[Collection entries]
--------------------------------
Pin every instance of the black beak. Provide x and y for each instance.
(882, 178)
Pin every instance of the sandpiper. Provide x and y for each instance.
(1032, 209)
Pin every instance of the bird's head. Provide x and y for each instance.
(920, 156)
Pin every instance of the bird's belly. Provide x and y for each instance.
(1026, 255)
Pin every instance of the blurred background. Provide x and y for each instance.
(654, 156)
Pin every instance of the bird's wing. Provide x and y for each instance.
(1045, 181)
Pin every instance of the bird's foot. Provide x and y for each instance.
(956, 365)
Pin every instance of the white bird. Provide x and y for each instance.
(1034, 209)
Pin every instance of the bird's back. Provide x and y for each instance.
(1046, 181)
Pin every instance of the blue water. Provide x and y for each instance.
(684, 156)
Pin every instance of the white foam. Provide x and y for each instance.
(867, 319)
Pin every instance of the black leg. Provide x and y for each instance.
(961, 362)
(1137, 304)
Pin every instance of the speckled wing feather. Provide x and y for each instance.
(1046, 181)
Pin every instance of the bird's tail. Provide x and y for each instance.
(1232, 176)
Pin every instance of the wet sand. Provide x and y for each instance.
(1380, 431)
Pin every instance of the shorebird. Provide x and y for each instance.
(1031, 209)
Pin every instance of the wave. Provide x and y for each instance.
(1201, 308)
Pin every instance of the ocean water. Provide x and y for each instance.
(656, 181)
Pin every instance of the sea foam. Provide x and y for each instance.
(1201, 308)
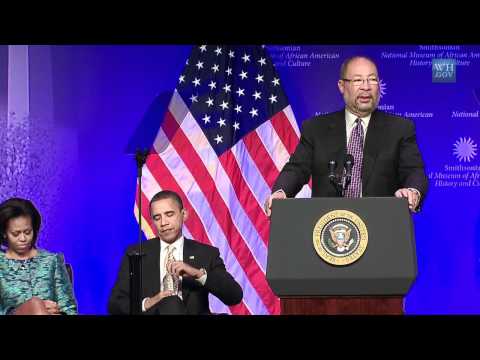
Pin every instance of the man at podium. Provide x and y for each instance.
(385, 157)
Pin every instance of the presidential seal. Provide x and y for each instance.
(340, 237)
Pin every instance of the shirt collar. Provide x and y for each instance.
(351, 118)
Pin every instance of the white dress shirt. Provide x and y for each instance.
(350, 124)
(178, 255)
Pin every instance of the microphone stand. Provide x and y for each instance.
(135, 257)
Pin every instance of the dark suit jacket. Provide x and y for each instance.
(195, 296)
(391, 158)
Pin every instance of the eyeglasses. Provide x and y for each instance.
(360, 82)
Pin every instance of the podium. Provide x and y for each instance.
(375, 283)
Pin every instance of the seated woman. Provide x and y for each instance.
(32, 281)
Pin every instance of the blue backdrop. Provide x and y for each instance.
(81, 112)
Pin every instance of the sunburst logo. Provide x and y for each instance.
(383, 88)
(465, 149)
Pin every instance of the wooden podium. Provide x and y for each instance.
(375, 284)
(345, 305)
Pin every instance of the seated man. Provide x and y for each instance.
(178, 273)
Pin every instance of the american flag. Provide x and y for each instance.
(227, 133)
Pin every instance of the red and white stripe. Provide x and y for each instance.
(224, 195)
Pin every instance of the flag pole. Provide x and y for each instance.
(135, 257)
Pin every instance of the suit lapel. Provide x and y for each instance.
(337, 139)
(373, 142)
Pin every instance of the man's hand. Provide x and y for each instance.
(155, 299)
(52, 307)
(179, 268)
(268, 203)
(412, 197)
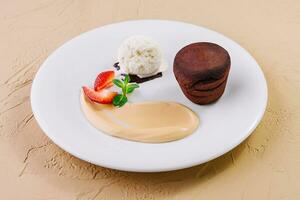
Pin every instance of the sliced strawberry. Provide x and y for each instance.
(104, 96)
(103, 80)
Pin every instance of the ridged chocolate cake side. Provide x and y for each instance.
(201, 70)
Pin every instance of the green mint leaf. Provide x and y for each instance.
(117, 99)
(118, 83)
(123, 101)
(130, 88)
(127, 79)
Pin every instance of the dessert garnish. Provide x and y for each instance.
(103, 96)
(104, 80)
(102, 92)
(126, 88)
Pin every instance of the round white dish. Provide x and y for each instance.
(55, 98)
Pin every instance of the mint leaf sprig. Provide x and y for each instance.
(127, 88)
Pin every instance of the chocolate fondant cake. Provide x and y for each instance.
(201, 70)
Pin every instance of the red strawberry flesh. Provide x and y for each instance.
(104, 80)
(104, 96)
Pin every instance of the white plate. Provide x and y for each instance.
(224, 124)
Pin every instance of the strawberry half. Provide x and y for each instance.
(104, 80)
(104, 96)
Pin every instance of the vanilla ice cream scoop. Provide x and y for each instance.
(141, 56)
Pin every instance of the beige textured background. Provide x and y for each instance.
(265, 166)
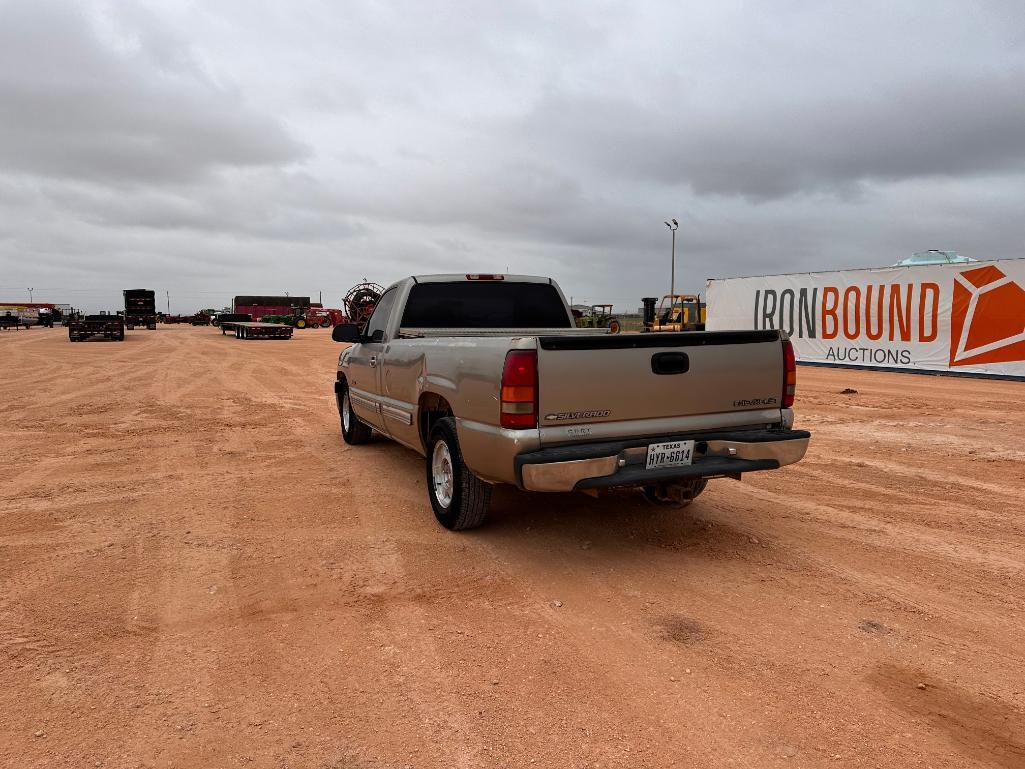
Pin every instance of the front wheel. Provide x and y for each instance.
(354, 432)
(459, 498)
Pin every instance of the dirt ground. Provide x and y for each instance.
(196, 571)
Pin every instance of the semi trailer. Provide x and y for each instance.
(140, 308)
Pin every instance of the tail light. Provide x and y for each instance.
(520, 390)
(790, 373)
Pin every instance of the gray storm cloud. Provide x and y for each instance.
(207, 150)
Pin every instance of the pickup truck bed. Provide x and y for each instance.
(548, 407)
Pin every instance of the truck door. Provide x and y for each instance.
(364, 365)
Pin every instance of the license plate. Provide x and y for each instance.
(672, 454)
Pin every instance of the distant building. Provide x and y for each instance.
(934, 256)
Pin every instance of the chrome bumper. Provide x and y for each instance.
(575, 468)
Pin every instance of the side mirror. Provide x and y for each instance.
(346, 332)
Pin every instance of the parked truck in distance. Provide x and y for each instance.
(106, 326)
(487, 377)
(140, 308)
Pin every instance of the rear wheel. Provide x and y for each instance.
(353, 431)
(459, 498)
(680, 495)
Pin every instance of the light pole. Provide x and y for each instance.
(672, 271)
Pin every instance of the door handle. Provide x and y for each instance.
(669, 363)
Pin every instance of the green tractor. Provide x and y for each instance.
(600, 316)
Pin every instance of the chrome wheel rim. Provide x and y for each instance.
(441, 474)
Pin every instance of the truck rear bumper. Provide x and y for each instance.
(622, 463)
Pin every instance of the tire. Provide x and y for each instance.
(459, 498)
(656, 493)
(354, 432)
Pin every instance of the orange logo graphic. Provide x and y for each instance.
(987, 321)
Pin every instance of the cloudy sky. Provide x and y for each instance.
(208, 149)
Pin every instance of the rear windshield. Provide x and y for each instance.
(484, 305)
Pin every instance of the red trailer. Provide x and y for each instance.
(258, 307)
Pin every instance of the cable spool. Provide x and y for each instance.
(361, 300)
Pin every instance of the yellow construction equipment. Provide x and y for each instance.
(678, 312)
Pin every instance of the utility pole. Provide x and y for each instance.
(672, 270)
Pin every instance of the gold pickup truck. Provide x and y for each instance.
(487, 377)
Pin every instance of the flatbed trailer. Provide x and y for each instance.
(251, 330)
(12, 321)
(107, 326)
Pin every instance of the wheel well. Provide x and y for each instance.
(432, 408)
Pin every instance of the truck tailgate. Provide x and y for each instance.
(612, 386)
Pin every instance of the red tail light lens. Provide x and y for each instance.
(520, 390)
(790, 374)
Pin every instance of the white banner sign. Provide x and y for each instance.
(958, 318)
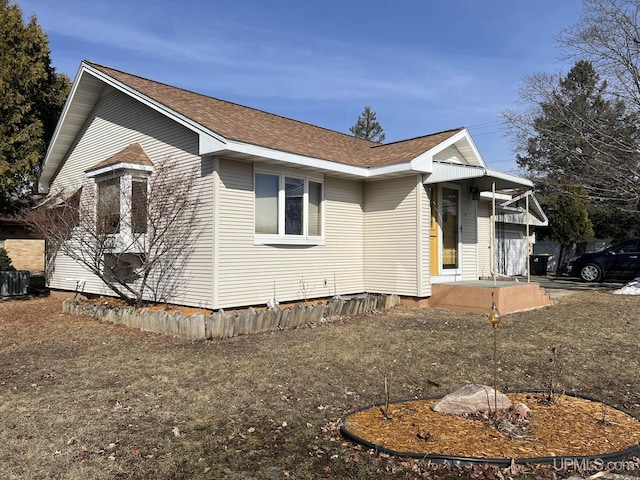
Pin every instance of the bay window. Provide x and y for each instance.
(288, 208)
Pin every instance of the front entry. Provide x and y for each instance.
(444, 231)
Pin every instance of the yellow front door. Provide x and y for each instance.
(449, 225)
(434, 232)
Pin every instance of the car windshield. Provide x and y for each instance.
(624, 247)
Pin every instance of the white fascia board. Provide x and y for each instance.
(449, 172)
(119, 166)
(175, 116)
(499, 196)
(312, 162)
(424, 162)
(525, 182)
(49, 166)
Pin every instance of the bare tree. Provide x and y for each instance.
(608, 35)
(135, 236)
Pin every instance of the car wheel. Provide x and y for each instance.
(591, 273)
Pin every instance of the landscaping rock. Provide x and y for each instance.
(470, 399)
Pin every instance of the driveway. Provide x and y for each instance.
(557, 287)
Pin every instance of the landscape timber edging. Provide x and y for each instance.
(223, 324)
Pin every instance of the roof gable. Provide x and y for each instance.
(132, 155)
(249, 134)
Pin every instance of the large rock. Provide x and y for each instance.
(470, 399)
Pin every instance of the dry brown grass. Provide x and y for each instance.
(82, 399)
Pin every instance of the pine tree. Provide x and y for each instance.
(569, 221)
(33, 95)
(367, 127)
(580, 135)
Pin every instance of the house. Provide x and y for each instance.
(518, 214)
(286, 209)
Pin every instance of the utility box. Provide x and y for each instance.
(14, 283)
(538, 264)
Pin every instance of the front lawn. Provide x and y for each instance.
(82, 399)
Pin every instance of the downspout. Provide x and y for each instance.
(528, 238)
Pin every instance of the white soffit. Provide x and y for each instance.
(449, 172)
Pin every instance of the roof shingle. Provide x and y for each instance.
(248, 125)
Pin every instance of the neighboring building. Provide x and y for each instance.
(360, 216)
(26, 251)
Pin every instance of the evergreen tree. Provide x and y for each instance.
(33, 95)
(578, 135)
(568, 216)
(367, 127)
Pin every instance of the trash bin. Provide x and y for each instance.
(538, 264)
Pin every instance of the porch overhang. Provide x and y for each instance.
(484, 178)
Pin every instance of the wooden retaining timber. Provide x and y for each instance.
(221, 324)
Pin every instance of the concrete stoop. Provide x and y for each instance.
(475, 296)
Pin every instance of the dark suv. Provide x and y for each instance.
(621, 261)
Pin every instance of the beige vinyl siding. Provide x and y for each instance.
(484, 238)
(117, 122)
(469, 235)
(250, 274)
(391, 232)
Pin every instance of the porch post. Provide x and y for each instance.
(528, 253)
(493, 234)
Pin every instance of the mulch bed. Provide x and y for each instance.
(567, 427)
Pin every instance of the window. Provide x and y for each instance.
(139, 206)
(108, 208)
(288, 208)
(117, 212)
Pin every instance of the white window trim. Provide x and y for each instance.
(282, 238)
(125, 240)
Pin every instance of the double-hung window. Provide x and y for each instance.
(288, 208)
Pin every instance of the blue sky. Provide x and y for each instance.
(422, 65)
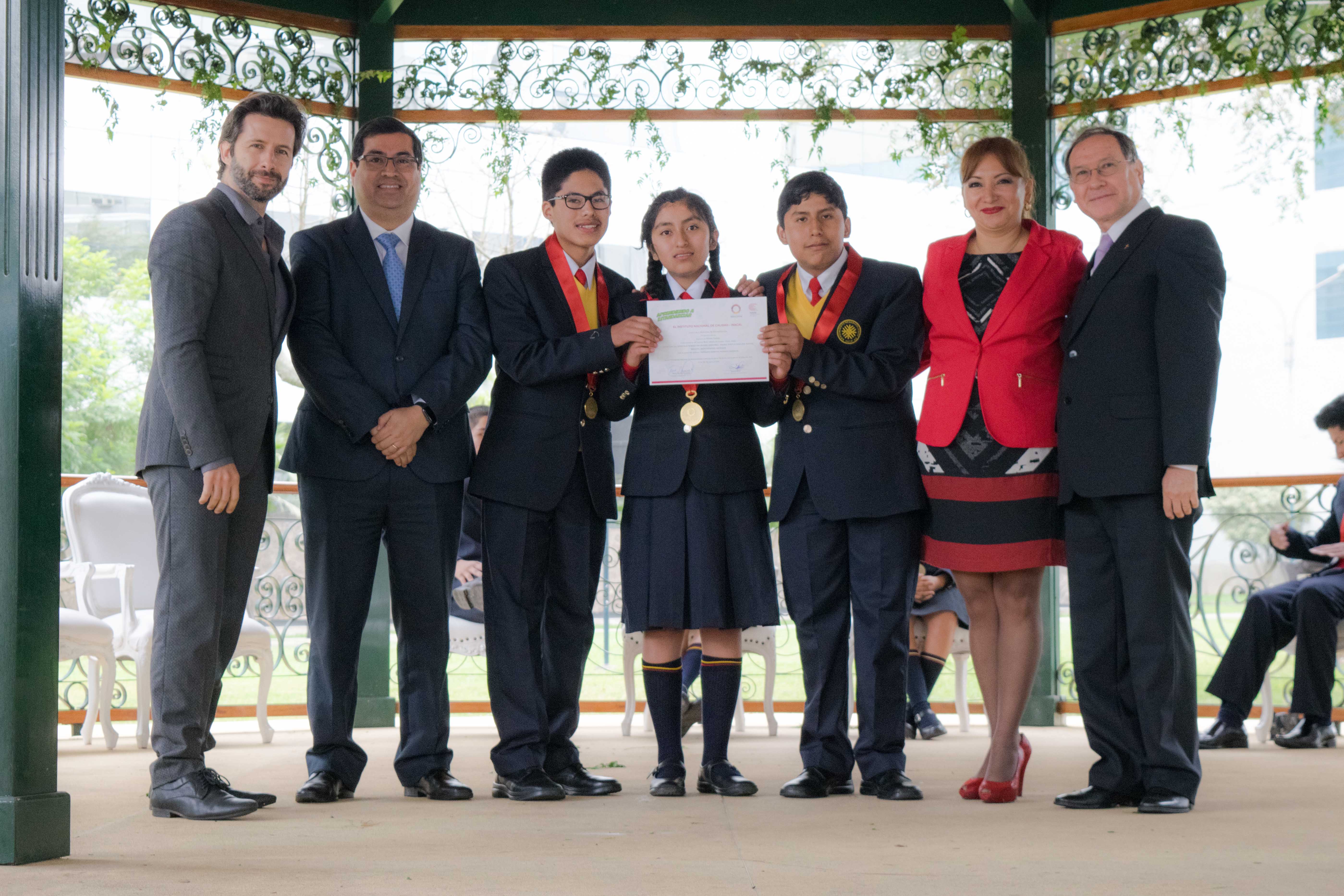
--------------------------------
* _Problem details_:
From the beginning of the data through the line that contains "(1045, 181)", inclusive, replace "Pin" with "Mark". Return only those lines, with everything else left as it is.

* _Solution below_:
Mark every instance of the black beak. Provide x and y for each instance.
(882, 178)
Mark every instance of the sandpiper. Provide x and y for each instance.
(1032, 209)
Mark every instance of the bird's head. Provide x and y for each instance.
(920, 156)
Mark every instance of the bird's belly. Provide x and y for each instance.
(1026, 255)
Mark every instance of the blurred background. Provide x and y for each instance.
(654, 156)
Mark every instance of the bird's wing. Provide x and y for each instance.
(1045, 181)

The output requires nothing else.